# Raw records

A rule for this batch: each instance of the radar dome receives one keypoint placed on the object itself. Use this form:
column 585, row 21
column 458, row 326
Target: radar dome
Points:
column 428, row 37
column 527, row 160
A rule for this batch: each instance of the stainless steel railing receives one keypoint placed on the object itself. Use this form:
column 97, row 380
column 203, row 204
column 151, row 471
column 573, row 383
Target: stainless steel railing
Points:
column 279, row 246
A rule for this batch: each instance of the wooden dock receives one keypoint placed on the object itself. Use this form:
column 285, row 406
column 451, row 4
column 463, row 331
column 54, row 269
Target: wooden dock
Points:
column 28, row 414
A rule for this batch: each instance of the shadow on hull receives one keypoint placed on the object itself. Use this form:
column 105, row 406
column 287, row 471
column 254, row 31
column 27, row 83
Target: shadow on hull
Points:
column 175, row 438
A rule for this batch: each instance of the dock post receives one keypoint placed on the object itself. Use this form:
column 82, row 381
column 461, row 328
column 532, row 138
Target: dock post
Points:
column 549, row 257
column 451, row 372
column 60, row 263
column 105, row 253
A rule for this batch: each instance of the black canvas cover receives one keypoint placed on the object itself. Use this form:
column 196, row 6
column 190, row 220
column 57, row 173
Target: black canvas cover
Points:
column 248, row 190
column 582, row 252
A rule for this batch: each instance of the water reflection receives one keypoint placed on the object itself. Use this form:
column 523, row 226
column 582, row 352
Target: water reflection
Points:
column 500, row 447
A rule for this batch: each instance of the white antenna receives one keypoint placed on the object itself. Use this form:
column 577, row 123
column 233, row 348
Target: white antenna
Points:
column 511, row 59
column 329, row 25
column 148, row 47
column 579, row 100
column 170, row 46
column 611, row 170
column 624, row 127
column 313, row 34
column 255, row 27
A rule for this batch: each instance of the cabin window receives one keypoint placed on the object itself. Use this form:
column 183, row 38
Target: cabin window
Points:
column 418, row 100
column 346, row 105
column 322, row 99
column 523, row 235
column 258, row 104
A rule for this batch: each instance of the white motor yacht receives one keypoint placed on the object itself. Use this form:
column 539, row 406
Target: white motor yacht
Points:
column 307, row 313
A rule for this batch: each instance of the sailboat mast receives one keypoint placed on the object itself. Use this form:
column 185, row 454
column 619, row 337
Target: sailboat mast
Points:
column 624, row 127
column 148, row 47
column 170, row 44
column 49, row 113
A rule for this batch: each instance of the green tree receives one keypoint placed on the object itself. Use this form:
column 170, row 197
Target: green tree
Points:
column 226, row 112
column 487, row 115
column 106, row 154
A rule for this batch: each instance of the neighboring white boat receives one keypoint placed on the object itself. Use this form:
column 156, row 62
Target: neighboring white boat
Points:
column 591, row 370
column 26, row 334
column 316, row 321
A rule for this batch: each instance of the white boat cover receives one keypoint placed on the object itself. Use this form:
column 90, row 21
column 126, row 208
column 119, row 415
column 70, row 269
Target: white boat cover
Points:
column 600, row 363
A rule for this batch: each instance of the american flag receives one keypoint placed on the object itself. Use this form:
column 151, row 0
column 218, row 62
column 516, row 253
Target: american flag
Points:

# Work to complete
Render every line of the rows above as a JSON list of strings, one string per line, with blank lines omitted.

# Written solution
[
  "A rule for this batch: each instance of the radar dome receives one keypoint placed on the object itself. Use this form:",
  "column 585, row 21",
  "column 458, row 326",
  "Target: radar dome",
  "Points:",
  "column 428, row 37",
  "column 527, row 160",
  "A rule for this batch: each instance of the stainless steel railing receives one keypoint placed on the object itself. Use this form:",
  "column 97, row 380",
  "column 203, row 204",
  "column 151, row 471",
  "column 573, row 383",
  "Target: stainless steel railing",
  "Points:",
  "column 279, row 246",
  "A rule for this batch: each instance of the wooden dock receives one keypoint placed on the object itself. Use this form:",
  "column 285, row 406",
  "column 451, row 4",
  "column 463, row 331",
  "column 54, row 269",
  "Target: wooden dock",
  "Points:",
  "column 28, row 414",
  "A rule for this batch: each instance of the shadow on hull receives one keypoint placed on the object itself. Use this form:",
  "column 105, row 406",
  "column 287, row 471",
  "column 254, row 31",
  "column 27, row 83",
  "Target: shadow on hull",
  "Points:",
  "column 175, row 438",
  "A rule for this batch: each instance of the dock post receives one keypoint placed on the object itself. Use this form:",
  "column 82, row 381",
  "column 461, row 328",
  "column 532, row 138",
  "Target: dock post",
  "Points:",
  "column 549, row 257",
  "column 451, row 372",
  "column 60, row 263",
  "column 105, row 253",
  "A rule for this batch: each instance of the black canvas cover receives one keypoint placed on the object itself. Use this form:",
  "column 196, row 6",
  "column 190, row 220",
  "column 57, row 173",
  "Target: black canvas cover",
  "Points:",
  "column 248, row 190",
  "column 582, row 252",
  "A rule for this batch: each instance of the water reflection receives one keypoint placed on the object itself. Use this form:",
  "column 523, row 226",
  "column 582, row 352",
  "Target: water reflection",
  "Points:",
  "column 500, row 447",
  "A rule for this batch: each instance of the white antenna receives one keypoint placed on the object itself. Use this form:",
  "column 577, row 123",
  "column 233, row 348",
  "Target: white antenna",
  "Points:",
  "column 511, row 59",
  "column 329, row 25",
  "column 148, row 47",
  "column 579, row 100",
  "column 170, row 46",
  "column 611, row 170",
  "column 624, row 127",
  "column 313, row 34",
  "column 255, row 27",
  "A rule for this batch: each instance of the cabin window receives one keypoint placed on the object itself. Use this form:",
  "column 183, row 38",
  "Target: cabin window",
  "Points:",
  "column 418, row 100",
  "column 346, row 105",
  "column 322, row 99",
  "column 523, row 235",
  "column 258, row 104",
  "A rule for this batch: each instance of the white motor yacht receives one keypoint placed on the object itself. Use this form:",
  "column 539, row 406",
  "Target: white motor yacht",
  "Points:",
  "column 307, row 313",
  "A rule for this batch: each instance of the sailboat mast receives one keypoint placed on the object itself. Use this form:",
  "column 185, row 454",
  "column 619, row 337",
  "Target: sailboat mast",
  "Points:",
  "column 624, row 127",
  "column 148, row 47",
  "column 170, row 44",
  "column 49, row 113",
  "A rule for this batch: each instance of the green tree receives one keypoint placed on the object itself. Use this form:",
  "column 170, row 197",
  "Target: green tree",
  "Points:",
  "column 226, row 112",
  "column 487, row 115",
  "column 106, row 154",
  "A rule for this batch: each instance of the neighboring white boat receives one keypoint placed on the object itself. Use this form:",
  "column 156, row 62",
  "Target: neighboring white boat",
  "Points:",
  "column 591, row 370",
  "column 26, row 334",
  "column 316, row 321",
  "A rule for this batch: each instance of the white boat cover receives one keypoint placed on the object itself. Use this form:",
  "column 90, row 21",
  "column 126, row 208",
  "column 119, row 415",
  "column 70, row 269",
  "Target: white boat cover",
  "Points:",
  "column 600, row 363",
  "A rule for this batch: each instance of the american flag receives one keypoint placed on the object itself. Use this form:",
  "column 151, row 0",
  "column 218, row 62",
  "column 516, row 253",
  "Target: american flag",
  "Points:"
]